### Your task
In the records below, find the line containing "Practice step: identify the dark"; restate it and every later line word for word, through the last.

Stored records
::::

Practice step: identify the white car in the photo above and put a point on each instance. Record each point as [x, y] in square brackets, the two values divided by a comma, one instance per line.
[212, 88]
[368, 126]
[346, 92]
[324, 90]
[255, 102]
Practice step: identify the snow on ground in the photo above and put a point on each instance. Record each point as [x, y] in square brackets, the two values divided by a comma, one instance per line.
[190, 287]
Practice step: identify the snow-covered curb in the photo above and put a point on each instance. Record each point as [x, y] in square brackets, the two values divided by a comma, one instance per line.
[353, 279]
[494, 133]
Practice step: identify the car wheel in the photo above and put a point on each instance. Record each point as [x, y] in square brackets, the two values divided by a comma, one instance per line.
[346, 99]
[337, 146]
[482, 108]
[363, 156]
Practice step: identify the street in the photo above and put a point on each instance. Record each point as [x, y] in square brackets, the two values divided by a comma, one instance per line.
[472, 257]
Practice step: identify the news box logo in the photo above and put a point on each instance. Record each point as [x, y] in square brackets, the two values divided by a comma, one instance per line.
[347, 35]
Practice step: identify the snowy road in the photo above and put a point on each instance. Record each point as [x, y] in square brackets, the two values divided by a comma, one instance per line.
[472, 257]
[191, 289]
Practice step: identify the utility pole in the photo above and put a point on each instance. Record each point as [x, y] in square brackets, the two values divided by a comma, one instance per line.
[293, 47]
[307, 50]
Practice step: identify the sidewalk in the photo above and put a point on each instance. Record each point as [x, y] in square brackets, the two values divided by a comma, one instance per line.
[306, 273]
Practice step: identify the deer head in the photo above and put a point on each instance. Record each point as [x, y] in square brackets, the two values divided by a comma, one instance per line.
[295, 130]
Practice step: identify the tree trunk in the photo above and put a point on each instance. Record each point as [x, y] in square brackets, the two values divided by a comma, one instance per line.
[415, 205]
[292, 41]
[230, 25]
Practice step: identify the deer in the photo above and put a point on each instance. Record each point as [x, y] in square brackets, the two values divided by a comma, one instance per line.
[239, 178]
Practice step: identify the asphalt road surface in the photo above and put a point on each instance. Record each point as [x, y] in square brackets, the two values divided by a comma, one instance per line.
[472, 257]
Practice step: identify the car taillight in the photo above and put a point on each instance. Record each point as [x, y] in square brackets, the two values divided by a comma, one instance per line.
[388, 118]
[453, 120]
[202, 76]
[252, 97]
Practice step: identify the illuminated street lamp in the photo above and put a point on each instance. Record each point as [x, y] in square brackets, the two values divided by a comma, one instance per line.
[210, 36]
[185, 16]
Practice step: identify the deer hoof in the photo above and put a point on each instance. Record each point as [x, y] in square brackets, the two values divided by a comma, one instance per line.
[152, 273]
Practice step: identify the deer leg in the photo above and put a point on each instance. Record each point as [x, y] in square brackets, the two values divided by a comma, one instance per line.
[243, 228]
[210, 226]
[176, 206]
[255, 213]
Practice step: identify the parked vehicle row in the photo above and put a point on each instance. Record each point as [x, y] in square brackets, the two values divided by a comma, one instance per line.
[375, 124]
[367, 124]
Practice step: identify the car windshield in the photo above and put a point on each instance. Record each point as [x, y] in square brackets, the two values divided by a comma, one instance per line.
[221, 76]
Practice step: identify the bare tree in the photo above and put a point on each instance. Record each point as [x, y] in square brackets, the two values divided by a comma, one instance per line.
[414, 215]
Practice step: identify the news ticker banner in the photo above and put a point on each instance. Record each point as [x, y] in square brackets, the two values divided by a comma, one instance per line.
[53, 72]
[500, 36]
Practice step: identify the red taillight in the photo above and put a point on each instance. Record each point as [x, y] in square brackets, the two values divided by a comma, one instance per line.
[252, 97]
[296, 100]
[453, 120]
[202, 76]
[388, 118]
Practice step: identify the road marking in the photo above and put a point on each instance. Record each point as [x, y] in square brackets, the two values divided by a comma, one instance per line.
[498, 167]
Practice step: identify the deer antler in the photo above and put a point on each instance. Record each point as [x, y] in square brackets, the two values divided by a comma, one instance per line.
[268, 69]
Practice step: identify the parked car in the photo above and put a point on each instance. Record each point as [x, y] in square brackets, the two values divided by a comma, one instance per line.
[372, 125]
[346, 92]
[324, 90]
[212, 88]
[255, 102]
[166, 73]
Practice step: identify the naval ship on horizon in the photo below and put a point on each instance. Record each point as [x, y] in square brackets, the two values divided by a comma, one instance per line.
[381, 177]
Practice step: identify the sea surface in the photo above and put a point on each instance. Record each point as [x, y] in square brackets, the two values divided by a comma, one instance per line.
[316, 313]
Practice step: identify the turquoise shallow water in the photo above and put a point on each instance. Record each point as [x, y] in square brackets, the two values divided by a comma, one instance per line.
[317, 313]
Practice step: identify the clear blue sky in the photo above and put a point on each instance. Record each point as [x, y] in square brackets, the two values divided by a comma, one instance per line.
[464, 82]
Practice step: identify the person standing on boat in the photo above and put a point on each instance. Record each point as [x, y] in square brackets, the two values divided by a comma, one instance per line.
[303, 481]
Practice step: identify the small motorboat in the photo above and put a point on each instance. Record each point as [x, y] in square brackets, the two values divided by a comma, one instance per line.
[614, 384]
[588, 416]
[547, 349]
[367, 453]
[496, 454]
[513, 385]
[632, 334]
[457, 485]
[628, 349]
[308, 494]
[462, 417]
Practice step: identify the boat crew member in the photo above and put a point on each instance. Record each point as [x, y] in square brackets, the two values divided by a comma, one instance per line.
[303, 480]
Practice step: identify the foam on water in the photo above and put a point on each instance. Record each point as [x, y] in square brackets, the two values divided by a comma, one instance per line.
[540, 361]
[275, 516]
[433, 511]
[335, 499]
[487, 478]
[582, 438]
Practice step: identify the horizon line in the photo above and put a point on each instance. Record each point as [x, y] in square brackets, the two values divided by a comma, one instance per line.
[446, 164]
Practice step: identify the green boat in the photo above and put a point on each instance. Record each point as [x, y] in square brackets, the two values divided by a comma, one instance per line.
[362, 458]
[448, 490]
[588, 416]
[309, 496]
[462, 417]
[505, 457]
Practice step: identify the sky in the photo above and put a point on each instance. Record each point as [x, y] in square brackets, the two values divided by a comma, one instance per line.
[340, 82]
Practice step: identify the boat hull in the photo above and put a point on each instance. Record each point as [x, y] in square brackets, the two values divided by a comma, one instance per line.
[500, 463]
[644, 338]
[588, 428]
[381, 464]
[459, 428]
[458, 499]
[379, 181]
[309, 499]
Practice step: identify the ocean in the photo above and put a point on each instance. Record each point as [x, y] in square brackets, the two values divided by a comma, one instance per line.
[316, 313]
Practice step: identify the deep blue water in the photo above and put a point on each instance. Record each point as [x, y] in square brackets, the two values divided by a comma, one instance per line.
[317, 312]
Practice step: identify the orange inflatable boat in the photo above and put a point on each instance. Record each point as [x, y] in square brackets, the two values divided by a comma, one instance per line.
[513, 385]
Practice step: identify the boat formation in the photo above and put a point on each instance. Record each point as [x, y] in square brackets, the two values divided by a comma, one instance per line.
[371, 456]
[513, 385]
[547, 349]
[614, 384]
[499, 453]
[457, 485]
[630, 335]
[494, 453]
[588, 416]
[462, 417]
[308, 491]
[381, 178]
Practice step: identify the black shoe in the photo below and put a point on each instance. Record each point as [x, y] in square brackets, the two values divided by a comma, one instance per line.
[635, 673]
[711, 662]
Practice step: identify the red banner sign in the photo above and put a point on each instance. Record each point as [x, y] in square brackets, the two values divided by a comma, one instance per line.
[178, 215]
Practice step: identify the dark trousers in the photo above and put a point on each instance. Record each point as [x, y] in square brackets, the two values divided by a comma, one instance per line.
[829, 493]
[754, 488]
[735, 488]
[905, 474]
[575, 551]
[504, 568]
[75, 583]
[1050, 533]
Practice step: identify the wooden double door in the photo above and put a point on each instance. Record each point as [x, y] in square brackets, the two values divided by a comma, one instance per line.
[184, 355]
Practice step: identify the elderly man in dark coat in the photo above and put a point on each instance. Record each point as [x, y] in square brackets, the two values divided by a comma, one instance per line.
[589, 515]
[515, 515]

::::

### Written response
Practice step: identify the dark trousers in the photo above and put a point on each instance. Record each point as [x, y] in square brackets, the two values divided by a comma, one instance per line.
[829, 493]
[754, 488]
[735, 488]
[905, 474]
[575, 551]
[504, 568]
[75, 583]
[1050, 533]
Practice step: identify the wooden double door in the photo above and put a point on each instance. Record each point as [x, y] in square brackets, the two values divided by a comma, one instance per line.
[184, 355]
Practice step: identify the elderly man in dark coat in the photo above and put a point on each instance. Record each point as [x, y] in square brackets, the two values divided by a comma, one instance per line.
[589, 515]
[515, 515]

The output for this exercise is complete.